→ Directions for this task:
Your task is to write out exactly the lines from the line containing "Every instance of the ocean takes" through the end of the records, inclusive at both ends.

-- begin Material for this task --

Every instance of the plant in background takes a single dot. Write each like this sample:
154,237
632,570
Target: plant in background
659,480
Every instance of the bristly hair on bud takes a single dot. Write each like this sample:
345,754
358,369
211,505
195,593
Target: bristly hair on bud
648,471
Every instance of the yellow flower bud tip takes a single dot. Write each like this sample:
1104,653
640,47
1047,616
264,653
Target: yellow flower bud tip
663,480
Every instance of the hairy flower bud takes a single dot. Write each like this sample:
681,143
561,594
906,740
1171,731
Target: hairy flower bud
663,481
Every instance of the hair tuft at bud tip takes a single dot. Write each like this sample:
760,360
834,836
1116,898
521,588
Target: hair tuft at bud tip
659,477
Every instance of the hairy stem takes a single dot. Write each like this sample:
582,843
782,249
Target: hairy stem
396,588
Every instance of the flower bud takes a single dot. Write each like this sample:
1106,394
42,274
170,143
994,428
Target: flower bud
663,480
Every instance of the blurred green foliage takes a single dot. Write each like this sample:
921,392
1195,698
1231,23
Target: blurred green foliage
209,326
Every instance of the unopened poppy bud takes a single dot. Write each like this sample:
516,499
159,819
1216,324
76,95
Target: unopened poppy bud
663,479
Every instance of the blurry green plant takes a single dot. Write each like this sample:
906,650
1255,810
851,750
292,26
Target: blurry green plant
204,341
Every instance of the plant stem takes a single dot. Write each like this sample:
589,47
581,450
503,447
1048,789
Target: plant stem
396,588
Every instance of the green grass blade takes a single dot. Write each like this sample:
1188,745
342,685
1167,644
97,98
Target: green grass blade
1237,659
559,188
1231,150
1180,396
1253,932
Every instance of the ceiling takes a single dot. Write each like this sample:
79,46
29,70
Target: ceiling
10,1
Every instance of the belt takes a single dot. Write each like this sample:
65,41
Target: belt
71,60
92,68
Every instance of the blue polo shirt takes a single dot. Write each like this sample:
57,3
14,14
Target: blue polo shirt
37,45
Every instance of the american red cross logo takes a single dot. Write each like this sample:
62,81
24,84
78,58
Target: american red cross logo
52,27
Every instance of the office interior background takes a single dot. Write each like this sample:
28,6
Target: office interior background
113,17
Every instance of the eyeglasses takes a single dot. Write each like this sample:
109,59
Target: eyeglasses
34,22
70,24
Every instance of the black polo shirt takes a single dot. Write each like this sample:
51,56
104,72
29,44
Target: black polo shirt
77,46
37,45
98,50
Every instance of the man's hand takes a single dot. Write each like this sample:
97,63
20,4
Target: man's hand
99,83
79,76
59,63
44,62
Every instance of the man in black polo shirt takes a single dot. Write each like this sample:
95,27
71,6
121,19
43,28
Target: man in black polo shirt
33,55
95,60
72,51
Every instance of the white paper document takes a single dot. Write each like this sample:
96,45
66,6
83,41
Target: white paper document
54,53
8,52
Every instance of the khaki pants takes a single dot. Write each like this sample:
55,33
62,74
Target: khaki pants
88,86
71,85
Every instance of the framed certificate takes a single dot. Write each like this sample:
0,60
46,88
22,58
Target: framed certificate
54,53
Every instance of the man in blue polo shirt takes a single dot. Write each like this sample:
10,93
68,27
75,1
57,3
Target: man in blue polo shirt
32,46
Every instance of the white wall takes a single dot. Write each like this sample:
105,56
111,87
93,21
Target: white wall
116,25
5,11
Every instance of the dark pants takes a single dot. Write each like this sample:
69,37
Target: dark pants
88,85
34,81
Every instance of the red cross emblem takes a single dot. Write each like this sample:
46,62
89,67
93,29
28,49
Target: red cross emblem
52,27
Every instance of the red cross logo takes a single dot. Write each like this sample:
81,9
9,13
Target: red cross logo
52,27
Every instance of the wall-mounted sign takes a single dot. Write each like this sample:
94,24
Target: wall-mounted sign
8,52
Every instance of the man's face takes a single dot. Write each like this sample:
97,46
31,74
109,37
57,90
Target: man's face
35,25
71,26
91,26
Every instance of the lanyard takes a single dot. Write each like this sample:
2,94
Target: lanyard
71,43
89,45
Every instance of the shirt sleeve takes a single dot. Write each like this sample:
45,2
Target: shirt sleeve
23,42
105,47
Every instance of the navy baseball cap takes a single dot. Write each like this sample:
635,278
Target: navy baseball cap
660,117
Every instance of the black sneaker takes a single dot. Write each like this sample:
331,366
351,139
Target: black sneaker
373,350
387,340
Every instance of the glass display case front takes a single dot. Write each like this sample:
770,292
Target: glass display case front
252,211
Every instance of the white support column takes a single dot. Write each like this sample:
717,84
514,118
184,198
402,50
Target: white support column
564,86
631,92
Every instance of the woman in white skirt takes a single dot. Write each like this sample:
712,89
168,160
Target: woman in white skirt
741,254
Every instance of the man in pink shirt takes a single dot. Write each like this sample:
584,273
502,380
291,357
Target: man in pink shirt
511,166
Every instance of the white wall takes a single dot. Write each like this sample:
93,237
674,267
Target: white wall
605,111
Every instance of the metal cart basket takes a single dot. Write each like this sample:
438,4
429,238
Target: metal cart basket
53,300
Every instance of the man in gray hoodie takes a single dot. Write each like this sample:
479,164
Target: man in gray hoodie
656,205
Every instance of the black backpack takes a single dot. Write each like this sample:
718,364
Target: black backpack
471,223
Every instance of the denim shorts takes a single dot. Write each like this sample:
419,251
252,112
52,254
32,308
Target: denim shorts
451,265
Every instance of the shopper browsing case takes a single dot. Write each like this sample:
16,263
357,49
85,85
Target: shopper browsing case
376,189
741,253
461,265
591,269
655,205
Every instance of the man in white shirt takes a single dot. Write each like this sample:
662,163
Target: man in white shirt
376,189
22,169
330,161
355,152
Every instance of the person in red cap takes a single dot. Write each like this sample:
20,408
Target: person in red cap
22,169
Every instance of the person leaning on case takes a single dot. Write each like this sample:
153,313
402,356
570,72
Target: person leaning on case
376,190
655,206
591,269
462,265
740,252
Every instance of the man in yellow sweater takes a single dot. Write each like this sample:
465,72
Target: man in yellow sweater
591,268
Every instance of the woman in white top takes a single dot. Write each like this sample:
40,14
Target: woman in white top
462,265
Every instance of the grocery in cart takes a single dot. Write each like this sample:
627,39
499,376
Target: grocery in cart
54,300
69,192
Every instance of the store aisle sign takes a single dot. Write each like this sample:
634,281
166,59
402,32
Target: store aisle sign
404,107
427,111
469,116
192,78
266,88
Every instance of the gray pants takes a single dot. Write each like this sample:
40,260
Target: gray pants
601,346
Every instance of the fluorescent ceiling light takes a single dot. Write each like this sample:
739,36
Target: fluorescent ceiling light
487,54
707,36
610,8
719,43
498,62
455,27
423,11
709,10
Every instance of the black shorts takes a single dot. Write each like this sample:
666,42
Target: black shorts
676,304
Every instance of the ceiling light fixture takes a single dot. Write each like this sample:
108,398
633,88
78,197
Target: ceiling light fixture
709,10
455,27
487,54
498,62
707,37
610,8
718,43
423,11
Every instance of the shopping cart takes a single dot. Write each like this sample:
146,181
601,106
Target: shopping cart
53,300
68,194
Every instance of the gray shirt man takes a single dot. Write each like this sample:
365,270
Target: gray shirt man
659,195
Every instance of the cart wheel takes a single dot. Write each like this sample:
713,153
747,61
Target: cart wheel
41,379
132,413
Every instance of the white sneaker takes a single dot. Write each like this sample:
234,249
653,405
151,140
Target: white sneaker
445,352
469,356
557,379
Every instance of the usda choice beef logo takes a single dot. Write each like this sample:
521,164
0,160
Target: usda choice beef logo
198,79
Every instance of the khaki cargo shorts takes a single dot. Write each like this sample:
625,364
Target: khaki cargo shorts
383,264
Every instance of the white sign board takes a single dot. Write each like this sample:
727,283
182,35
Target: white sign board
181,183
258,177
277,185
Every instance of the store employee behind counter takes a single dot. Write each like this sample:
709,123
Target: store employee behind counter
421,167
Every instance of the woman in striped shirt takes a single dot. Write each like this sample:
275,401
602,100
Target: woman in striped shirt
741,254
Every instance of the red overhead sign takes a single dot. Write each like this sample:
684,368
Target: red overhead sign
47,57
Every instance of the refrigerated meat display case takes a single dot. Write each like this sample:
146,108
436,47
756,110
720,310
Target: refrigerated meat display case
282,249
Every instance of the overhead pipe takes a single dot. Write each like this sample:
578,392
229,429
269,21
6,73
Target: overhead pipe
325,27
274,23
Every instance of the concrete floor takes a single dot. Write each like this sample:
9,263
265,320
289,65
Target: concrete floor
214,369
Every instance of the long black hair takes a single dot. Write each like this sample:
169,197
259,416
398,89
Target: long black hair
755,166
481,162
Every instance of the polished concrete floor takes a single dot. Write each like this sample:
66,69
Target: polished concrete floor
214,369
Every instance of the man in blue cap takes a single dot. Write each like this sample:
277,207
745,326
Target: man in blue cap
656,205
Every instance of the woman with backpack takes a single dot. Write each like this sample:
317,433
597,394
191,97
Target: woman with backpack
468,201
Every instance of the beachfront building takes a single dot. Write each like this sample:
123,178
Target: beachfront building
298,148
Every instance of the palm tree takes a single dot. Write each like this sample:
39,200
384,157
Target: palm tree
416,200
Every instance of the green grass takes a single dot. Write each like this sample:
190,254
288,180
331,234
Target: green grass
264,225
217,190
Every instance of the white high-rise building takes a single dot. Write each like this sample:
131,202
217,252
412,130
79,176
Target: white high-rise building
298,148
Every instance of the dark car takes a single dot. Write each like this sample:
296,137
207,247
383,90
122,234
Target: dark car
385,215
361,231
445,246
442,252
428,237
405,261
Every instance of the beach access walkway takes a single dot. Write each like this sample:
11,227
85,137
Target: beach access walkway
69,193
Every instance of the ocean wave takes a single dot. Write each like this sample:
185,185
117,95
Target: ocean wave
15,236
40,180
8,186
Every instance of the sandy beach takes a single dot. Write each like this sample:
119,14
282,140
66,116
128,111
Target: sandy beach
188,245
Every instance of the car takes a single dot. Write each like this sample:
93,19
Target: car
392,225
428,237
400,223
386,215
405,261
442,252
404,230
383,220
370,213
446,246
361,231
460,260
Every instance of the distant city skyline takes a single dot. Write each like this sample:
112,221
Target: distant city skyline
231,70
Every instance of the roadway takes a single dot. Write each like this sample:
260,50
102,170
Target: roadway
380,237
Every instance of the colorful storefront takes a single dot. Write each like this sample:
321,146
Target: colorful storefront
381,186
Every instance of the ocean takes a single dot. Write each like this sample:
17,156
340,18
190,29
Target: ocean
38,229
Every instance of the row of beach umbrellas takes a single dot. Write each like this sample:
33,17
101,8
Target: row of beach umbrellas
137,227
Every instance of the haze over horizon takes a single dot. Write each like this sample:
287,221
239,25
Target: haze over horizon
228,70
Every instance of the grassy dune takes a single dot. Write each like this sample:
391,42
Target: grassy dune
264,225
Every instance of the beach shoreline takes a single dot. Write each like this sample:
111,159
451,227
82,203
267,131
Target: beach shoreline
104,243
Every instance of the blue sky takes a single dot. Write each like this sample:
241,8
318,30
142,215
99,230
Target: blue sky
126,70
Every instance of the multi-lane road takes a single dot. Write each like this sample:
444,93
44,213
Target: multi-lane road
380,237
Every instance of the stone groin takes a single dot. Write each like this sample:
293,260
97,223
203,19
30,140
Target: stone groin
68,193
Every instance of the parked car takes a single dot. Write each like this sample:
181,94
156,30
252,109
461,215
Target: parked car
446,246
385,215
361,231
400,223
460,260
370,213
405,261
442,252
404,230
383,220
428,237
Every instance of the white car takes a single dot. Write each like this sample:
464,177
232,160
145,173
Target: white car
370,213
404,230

-- end Material for this task --

→ Output for this task:
Every instance of the ocean takes a single dot. Write each like this sample:
17,156
340,18
190,29
Target: ocean
38,229
Every instance of the row of beach umbrellas takes a single dot. Write each like this sample:
33,17
101,8
Target: row of beach umbrellas
137,227
Every instance of the haze over horizon takes a single dot. Write each like this sample:
287,221
239,25
Target: haze over horizon
228,70
Every instance of the grassy dune takes a single dot. Write each like this sample:
391,42
Target: grassy dune
264,225
Every instance of the beach shoreline takes a single dot. Write each like this sample:
111,159
451,227
82,203
267,131
Target: beach shoreline
104,243
Every instance of the blue sky takes a single dot. Write each like this sample:
241,8
318,30
142,215
99,230
Target: blue sky
126,70
Every instance of the multi-lane road takes a single dot. Write each like this sample:
444,93
44,213
Target: multi-lane road
380,237
Every instance of the stone groin takes a single dot. Write each like this sample:
293,260
97,223
203,19
30,140
Target: stone groin
68,193
Every instance of the parked car takes a single dot. Write each like this sample:
181,94
156,30
252,109
461,215
Target: parked car
446,246
385,215
361,231
400,223
460,260
370,213
405,261
442,252
404,230
383,220
428,237
Every instance of the white car takes a single dot. Write each like this sample:
464,177
232,160
145,173
Target: white car
370,213
404,230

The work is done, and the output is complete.